PROBLEM TO WORK ON:
Print the first line of the records below and every line after it, up to and including the line with "negative clicks: (1123, 16) (1127, 759)". Print nothing else.

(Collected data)
= = = = =

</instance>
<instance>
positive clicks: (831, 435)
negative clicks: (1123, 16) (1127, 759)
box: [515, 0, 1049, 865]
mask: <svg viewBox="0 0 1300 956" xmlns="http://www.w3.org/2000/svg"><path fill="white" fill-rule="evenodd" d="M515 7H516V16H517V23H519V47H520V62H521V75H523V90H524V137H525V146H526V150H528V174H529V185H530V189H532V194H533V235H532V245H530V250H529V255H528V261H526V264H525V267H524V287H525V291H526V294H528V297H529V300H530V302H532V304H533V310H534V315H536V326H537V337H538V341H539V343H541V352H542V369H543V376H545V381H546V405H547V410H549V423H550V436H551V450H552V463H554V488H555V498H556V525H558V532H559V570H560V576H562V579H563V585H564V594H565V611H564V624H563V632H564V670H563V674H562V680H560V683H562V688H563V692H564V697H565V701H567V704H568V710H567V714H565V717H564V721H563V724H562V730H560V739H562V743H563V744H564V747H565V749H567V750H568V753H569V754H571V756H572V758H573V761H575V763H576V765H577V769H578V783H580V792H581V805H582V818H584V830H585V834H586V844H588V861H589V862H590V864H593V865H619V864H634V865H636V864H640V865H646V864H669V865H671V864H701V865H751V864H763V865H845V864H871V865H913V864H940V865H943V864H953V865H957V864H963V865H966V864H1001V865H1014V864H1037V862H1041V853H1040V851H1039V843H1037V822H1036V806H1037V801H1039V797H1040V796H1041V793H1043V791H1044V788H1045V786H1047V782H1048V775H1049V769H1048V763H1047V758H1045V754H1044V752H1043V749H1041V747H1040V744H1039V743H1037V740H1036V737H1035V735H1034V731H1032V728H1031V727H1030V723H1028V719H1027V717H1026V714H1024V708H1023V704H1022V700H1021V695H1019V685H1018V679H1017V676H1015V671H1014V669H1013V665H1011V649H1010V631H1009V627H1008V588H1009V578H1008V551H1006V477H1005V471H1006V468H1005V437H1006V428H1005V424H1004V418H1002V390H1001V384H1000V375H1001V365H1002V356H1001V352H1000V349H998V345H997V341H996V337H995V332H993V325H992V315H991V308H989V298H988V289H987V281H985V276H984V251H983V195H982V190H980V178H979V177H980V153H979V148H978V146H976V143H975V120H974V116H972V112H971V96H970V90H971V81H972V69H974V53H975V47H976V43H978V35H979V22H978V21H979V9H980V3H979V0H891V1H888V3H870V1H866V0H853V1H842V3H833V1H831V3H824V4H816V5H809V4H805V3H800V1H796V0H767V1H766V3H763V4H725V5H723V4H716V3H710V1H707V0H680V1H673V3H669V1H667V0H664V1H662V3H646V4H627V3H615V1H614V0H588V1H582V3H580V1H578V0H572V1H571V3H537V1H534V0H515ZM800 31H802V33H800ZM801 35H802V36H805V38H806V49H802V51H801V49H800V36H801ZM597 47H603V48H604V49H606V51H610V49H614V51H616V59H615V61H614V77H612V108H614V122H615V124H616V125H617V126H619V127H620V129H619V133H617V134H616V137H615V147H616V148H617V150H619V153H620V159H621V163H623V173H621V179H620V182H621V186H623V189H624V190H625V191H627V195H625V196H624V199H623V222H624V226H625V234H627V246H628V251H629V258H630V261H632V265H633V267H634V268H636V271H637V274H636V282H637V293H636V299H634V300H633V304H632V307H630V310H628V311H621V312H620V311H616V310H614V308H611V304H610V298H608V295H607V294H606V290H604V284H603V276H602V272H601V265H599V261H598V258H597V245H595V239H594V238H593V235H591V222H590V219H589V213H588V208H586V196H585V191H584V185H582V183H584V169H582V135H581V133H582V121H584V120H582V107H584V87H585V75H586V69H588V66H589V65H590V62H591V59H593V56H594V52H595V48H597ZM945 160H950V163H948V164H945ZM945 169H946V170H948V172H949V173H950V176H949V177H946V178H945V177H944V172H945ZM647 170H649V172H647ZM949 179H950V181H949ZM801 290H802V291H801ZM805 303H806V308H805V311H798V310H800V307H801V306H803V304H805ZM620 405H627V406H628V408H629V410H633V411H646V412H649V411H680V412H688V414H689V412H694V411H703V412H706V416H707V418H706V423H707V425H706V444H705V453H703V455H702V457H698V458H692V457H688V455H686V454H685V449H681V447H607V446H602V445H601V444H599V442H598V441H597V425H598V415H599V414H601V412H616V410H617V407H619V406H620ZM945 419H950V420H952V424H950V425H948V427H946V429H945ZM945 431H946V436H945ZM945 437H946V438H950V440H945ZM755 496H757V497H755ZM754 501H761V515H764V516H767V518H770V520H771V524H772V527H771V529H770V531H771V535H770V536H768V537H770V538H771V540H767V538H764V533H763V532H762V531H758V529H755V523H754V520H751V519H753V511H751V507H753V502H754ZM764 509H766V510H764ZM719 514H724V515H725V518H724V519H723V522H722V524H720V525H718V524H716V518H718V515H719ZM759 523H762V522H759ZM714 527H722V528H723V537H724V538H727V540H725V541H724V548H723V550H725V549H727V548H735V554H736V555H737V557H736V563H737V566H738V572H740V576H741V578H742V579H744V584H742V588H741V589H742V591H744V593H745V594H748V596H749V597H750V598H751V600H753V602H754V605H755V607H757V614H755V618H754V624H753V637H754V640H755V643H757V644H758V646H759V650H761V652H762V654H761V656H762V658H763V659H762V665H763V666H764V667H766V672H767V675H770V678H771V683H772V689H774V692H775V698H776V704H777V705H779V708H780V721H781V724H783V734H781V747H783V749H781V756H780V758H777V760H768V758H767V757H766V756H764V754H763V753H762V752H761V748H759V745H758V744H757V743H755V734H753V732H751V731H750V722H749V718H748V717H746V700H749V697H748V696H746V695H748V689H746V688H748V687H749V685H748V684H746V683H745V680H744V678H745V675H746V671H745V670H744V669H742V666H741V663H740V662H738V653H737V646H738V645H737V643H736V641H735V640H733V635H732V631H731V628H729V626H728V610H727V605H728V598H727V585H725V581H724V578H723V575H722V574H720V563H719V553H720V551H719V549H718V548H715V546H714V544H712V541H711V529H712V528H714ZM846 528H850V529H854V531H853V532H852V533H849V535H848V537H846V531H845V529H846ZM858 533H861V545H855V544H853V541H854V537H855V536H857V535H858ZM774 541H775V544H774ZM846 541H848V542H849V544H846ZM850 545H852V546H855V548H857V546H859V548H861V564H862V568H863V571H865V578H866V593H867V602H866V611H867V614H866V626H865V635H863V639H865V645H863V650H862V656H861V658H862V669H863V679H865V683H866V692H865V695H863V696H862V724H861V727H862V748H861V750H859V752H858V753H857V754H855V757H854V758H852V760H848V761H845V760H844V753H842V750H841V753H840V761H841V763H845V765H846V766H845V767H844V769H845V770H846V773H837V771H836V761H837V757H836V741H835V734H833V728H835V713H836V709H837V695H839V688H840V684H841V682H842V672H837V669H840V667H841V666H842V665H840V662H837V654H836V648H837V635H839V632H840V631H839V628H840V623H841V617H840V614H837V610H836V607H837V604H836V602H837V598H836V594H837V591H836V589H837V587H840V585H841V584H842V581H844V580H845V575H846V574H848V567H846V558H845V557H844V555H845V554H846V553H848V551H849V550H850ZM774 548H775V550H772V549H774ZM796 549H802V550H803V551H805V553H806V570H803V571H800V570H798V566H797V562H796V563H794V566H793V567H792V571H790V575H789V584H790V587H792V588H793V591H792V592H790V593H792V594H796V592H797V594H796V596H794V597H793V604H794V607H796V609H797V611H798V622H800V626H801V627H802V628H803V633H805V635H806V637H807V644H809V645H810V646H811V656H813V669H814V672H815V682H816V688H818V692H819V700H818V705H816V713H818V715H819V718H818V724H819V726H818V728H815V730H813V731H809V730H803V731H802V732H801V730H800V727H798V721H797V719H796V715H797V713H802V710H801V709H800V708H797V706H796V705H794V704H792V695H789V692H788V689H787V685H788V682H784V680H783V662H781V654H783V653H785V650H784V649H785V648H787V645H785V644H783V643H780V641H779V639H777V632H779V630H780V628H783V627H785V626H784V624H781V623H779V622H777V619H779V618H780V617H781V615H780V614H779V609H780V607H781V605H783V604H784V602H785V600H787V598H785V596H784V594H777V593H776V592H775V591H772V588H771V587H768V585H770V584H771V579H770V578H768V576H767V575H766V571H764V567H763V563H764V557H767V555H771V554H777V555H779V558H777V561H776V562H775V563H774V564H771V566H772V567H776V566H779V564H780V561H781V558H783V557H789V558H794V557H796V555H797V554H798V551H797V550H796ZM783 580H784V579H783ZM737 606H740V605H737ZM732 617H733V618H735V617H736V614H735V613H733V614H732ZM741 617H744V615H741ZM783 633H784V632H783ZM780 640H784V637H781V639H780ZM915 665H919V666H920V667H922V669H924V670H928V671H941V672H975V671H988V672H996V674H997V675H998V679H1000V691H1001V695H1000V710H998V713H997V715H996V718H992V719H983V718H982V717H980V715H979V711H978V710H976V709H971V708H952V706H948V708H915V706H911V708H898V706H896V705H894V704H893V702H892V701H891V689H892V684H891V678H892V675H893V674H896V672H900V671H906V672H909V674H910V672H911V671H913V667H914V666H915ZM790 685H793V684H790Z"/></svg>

= = = = =

REPLY TO THE EXERCISE:
</instance>
<instance>
positive clicks: (831, 435)
negative clicks: (1123, 16) (1127, 759)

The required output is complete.